**Aim:**
Update the Usenet post between "Note: I did" and "about 200 articles.", inclusive, by replacing "Purdue" with "the university", and give that passage in full.

[net.news] Propagation Lengths

rsk@pucc-h (Rich Kulawiec) (09/08/84)

	Perhaps the propagation delay times can be (partially) explained
due to the rather lengthy path some articles take in getting from *there*
to *here*...I wrote a quick shell script and analyzed the approximately
4800 articles sitting in /usr/spool/news here at the moment, and got the
following interesting, but probably not surprising, results:

Hops	# of Articles		Hops	# of Articles
1	32			13	462
2	139			14	249
3	16			15	238
4	20			16	260
5	68			17	210
6	137			18	198
7	554			19	179
8	303			20	150
9	295			21	88
10	250			22	39
11	449			23	18
12	452			24	0

	Note: I did not count transfers around Purdue, from ECN to CS to
PUCC, nor did I count local articles *at all*.  The effect of the former
is to knock from 1 to 3 local hops off everything, which I felt would make
the results more generally applicable, especially to single-machine sites,
and the effect of the latter is to ignore about 200 articles.

(Location labeling records)
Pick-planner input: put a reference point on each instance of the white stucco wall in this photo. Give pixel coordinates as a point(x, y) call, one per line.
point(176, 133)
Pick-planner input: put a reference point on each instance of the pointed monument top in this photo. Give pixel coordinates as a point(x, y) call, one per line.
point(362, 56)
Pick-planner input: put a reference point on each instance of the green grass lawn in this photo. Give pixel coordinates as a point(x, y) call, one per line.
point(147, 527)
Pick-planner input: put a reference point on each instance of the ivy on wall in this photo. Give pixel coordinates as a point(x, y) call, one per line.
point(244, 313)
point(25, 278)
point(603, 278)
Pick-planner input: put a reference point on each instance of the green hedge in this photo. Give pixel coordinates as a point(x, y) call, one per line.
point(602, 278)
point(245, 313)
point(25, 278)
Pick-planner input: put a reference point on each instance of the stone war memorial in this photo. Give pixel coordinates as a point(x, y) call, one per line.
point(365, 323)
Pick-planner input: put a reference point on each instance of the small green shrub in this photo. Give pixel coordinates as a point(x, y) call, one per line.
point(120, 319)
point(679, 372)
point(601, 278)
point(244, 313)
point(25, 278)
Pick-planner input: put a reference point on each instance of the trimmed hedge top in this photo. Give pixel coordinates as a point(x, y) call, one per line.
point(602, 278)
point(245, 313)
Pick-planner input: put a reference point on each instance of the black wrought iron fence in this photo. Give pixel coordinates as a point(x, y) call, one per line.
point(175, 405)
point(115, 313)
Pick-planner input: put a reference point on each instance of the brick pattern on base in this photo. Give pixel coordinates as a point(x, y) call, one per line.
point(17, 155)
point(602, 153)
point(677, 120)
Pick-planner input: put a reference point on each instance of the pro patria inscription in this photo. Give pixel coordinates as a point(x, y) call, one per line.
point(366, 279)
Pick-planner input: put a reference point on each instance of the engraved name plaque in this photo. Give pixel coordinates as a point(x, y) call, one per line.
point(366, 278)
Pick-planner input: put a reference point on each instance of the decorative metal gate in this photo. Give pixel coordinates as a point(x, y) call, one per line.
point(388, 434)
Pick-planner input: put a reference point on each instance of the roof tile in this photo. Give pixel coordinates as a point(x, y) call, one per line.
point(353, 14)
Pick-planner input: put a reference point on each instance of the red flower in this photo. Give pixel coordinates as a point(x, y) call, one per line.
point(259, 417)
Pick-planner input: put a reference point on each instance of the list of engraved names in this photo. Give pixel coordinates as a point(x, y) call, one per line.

**Solution to the problem:**
Note: I did not count transfers around the university, from ECN to CS to
PUCC, nor did I count local articles *at all*.  The effect of the former
is to knock from 1 to 3 local hops off everything, which I felt would make
the results more generally applicable, especially to single-machine sites,
and the effect of the latter is to ignore about 200 articles.